BRIEF: Line by line, copy all of the data exactly.
BEGIN SUPPLIED ENTRIES
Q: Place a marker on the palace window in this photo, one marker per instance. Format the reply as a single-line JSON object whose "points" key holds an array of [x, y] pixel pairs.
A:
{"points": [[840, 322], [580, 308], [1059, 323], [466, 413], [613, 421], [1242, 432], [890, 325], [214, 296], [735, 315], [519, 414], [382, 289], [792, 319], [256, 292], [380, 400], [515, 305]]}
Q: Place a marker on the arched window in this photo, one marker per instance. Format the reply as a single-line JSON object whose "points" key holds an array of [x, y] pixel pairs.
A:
END SUPPLIED ENTRIES
EXERCISE SOLUTION:
Q: Place a marker on the palace window in this photo, one marker per instance. Format the reply as a single-line JSON object whose "points" key holds an array of [x, y] pixel pairs.
A:
{"points": [[840, 322], [580, 308], [1059, 323], [466, 413], [613, 421], [1242, 432], [890, 325], [214, 296], [735, 315], [519, 414], [382, 289], [792, 319], [256, 292], [380, 400], [515, 305]]}
Q: Place a marker on the arched window in this photo, one marker per instance. Format the reply as a single-line JSON object whose "points" key holds an array of [x, y] pixel pairs.
A:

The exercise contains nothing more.